----- MATERIALS PROVIDED -----

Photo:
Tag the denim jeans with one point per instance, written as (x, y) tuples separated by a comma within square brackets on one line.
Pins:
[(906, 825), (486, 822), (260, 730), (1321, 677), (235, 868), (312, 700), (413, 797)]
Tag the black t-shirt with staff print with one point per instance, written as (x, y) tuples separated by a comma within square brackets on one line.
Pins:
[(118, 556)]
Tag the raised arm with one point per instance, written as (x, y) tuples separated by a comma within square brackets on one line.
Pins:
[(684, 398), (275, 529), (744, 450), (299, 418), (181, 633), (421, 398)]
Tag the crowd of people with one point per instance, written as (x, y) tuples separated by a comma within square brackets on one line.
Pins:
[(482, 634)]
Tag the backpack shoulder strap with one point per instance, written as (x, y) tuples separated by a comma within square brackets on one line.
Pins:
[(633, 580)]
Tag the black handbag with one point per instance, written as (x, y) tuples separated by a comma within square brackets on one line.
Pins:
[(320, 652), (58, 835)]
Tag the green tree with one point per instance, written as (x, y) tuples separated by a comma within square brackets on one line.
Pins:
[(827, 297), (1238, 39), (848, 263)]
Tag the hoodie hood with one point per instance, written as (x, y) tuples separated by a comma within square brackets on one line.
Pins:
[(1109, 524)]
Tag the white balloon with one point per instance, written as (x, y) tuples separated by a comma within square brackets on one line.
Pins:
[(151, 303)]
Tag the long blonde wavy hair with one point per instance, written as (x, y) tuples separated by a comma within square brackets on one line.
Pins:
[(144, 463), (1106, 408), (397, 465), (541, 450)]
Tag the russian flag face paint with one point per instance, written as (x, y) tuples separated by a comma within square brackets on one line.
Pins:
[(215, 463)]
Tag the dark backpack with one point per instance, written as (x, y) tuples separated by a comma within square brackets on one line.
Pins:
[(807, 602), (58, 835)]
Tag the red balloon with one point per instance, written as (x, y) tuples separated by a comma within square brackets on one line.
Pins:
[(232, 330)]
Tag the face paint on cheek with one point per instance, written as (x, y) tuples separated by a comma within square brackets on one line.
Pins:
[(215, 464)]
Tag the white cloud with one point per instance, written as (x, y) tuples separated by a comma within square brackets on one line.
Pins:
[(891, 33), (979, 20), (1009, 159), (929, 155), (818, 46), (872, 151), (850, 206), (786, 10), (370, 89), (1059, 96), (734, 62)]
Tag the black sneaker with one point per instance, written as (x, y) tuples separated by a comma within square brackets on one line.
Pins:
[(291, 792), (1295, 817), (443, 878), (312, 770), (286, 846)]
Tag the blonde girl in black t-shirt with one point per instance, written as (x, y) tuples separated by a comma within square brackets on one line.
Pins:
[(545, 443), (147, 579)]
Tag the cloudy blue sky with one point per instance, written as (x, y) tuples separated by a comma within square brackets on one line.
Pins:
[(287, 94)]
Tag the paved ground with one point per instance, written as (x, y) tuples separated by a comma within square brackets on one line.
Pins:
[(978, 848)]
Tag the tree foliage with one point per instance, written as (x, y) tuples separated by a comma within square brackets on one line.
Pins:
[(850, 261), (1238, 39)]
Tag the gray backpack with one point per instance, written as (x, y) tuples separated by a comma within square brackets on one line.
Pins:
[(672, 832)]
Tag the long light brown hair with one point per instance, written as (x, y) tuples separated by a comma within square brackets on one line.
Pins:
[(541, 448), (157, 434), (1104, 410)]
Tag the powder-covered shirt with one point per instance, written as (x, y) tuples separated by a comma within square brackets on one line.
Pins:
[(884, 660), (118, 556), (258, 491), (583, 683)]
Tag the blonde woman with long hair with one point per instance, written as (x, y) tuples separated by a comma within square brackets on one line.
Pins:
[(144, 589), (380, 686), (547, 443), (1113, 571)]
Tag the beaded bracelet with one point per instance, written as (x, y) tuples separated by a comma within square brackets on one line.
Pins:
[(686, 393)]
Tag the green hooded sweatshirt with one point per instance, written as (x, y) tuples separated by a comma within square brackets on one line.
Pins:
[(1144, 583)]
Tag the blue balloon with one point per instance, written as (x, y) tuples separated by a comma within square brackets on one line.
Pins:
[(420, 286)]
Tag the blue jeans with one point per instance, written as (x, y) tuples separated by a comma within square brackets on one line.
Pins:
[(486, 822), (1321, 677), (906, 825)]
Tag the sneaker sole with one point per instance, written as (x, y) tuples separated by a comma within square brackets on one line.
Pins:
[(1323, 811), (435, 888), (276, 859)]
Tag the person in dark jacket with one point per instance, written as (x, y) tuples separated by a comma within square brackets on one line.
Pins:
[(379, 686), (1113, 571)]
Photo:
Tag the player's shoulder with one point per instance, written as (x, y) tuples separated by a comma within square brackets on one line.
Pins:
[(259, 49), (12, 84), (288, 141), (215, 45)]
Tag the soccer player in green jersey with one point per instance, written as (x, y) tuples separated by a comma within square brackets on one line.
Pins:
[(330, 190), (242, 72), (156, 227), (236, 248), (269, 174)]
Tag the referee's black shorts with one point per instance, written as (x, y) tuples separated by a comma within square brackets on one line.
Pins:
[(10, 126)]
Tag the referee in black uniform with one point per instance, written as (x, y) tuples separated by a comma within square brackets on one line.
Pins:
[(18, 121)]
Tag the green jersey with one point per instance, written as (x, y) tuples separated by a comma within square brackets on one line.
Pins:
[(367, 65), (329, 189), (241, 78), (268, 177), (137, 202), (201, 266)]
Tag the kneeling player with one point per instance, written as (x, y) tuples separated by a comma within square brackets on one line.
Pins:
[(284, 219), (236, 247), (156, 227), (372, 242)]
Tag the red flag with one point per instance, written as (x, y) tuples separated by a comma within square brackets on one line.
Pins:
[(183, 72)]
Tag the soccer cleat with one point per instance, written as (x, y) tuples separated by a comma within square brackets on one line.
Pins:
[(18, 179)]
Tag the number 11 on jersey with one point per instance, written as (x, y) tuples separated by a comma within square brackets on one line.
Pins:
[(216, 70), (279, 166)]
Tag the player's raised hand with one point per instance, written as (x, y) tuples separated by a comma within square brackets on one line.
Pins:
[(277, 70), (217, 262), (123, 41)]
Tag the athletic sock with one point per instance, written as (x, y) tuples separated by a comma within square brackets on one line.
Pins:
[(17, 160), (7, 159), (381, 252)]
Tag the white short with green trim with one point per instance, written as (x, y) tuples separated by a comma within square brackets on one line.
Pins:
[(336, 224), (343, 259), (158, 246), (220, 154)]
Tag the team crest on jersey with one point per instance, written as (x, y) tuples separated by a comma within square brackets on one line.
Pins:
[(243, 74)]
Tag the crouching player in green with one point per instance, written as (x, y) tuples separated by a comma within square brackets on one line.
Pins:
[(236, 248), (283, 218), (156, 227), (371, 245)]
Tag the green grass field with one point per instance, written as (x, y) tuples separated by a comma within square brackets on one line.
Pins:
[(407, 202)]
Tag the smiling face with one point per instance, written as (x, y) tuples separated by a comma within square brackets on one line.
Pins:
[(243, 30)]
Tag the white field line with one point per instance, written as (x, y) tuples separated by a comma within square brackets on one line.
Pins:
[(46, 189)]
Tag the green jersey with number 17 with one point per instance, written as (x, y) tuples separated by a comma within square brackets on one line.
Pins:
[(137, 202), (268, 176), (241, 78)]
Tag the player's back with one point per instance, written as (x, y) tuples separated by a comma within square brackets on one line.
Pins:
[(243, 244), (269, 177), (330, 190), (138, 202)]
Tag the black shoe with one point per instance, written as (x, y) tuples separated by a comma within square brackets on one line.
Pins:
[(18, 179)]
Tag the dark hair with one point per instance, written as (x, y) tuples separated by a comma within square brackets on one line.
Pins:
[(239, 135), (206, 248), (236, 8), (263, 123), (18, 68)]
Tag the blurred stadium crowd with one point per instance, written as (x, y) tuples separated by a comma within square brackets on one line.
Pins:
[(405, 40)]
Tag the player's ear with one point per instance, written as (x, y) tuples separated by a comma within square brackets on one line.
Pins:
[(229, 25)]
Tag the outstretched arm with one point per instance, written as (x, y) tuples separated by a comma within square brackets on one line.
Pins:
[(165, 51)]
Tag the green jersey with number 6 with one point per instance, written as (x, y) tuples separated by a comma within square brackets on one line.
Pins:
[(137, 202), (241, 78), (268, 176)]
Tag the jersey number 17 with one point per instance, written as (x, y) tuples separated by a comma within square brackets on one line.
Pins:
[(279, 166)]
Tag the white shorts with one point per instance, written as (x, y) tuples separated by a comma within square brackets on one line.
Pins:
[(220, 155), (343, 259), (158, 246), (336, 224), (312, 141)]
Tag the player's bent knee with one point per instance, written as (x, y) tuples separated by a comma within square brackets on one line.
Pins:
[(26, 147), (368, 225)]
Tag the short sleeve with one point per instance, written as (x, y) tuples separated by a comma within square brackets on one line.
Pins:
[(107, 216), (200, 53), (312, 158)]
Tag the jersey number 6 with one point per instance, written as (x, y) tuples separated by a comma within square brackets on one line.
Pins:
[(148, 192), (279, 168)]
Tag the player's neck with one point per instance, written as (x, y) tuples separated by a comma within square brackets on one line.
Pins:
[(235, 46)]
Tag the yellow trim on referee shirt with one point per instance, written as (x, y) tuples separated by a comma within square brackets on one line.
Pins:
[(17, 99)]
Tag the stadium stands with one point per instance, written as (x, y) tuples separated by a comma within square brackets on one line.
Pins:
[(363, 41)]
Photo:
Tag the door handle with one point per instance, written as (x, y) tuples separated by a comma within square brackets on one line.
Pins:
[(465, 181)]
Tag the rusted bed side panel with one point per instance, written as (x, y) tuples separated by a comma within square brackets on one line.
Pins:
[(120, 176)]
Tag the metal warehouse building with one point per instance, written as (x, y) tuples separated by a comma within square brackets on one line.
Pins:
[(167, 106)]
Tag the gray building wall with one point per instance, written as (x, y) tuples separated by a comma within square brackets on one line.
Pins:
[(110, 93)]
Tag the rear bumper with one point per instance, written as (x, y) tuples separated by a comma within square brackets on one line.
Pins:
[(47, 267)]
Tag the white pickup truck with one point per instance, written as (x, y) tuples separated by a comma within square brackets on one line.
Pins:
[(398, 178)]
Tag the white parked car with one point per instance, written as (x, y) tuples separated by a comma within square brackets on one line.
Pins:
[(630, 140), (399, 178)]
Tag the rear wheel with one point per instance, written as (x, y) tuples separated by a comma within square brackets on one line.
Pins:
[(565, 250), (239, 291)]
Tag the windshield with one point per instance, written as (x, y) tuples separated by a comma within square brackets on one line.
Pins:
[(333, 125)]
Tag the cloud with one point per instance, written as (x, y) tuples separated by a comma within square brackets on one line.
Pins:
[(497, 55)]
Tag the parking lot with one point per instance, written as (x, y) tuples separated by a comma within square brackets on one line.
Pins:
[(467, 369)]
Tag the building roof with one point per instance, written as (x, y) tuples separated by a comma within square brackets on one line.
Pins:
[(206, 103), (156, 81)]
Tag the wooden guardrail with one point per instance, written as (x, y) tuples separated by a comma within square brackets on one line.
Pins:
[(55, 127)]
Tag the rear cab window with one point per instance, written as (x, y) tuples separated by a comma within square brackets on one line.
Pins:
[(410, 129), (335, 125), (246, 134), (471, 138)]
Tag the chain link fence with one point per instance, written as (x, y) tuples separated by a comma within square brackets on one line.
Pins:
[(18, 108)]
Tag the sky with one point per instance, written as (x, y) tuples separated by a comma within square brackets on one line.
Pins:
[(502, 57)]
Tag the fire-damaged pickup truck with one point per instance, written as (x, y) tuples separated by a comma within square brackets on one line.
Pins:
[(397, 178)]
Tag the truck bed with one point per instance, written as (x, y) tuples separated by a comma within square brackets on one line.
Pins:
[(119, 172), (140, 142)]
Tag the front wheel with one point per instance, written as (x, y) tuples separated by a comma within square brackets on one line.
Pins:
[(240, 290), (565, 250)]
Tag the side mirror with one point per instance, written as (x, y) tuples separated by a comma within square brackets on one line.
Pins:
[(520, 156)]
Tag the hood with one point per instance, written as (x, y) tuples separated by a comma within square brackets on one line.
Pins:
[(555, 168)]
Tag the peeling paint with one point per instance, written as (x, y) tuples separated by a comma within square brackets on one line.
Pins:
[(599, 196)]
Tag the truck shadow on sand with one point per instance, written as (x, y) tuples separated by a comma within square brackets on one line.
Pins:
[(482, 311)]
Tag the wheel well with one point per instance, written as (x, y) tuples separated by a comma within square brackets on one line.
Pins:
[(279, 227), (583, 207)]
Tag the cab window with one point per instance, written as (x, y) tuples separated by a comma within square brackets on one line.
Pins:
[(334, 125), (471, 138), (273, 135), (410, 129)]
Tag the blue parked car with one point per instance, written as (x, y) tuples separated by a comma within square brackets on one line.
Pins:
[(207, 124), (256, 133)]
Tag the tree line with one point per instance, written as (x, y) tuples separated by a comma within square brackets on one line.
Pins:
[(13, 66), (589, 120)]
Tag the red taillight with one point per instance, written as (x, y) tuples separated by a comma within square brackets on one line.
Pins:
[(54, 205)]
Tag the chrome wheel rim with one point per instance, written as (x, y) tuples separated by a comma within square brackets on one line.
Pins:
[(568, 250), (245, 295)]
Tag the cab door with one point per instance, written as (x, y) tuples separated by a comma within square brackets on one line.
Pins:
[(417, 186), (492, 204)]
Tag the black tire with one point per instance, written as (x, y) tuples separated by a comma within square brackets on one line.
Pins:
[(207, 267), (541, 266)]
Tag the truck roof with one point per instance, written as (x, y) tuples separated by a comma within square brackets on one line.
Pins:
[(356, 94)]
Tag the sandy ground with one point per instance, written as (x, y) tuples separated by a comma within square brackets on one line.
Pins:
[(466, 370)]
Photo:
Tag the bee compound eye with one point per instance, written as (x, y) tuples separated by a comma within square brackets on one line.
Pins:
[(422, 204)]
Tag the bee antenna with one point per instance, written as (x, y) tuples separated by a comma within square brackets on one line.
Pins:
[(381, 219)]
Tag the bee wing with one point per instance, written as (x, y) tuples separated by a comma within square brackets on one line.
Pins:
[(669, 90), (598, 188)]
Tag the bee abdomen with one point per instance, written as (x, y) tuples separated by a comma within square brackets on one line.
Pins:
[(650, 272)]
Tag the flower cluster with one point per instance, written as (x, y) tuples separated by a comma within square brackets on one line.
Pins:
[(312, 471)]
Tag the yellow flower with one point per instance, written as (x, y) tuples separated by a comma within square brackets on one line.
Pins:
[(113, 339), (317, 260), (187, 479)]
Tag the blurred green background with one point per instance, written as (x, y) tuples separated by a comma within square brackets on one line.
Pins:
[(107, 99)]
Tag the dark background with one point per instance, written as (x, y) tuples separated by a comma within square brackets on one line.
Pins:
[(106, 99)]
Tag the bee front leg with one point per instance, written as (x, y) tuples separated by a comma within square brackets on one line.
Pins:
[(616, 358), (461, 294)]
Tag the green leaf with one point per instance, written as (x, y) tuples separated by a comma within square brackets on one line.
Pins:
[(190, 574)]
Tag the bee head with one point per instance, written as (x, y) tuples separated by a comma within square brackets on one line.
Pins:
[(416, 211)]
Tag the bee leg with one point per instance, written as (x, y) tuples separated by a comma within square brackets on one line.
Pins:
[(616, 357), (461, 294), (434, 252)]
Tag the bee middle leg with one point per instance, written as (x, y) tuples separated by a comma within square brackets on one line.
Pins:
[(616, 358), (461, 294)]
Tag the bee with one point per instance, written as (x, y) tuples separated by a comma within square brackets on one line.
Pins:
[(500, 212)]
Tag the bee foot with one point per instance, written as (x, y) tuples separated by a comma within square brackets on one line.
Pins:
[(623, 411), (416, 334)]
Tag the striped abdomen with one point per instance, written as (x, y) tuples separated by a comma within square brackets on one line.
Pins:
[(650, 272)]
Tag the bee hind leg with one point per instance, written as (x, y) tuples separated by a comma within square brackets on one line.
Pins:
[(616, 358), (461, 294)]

-----

* ASSIGNMENT *
The line with "Tag the green tree" marks the end; reproduce exactly every line from the start of the entries up to it, that line included.

* ANSWER BELOW *
Photo:
Tag the denim jeans with one point per instance, written as (x, y) tuples separated by a comma within square brackets on one line.
Pins:
[(906, 825), (486, 822), (260, 730), (1321, 677), (235, 868), (312, 700), (413, 797)]
Tag the black t-shirt with staff print with one point per instance, written as (x, y) tuples separated by a comma within square brackets on one line.
Pins:
[(118, 556)]
Tag the raised arm with one point per instance, written as (x, y) tuples separated by a comma within square brackets on one line.
Pins:
[(684, 398), (275, 529), (744, 450), (299, 418), (181, 633), (421, 398)]
Tag the crowd of people with one point per instance, written as (x, y) tuples separated by a comma within square brackets on one line.
Pins:
[(482, 634)]
Tag the backpack shoulder strap with one point per instance, written as (x, y) tuples separated by a comma within square brackets on one line.
Pins:
[(633, 580)]
Tag the black handbag with one point per instance, written as (x, y) tuples separated by a comma within square brackets on one line.
Pins:
[(320, 652), (58, 835)]
Tag the green tree with one point per instance, written as (x, y) tuples separated by a comma within square brackets on one line.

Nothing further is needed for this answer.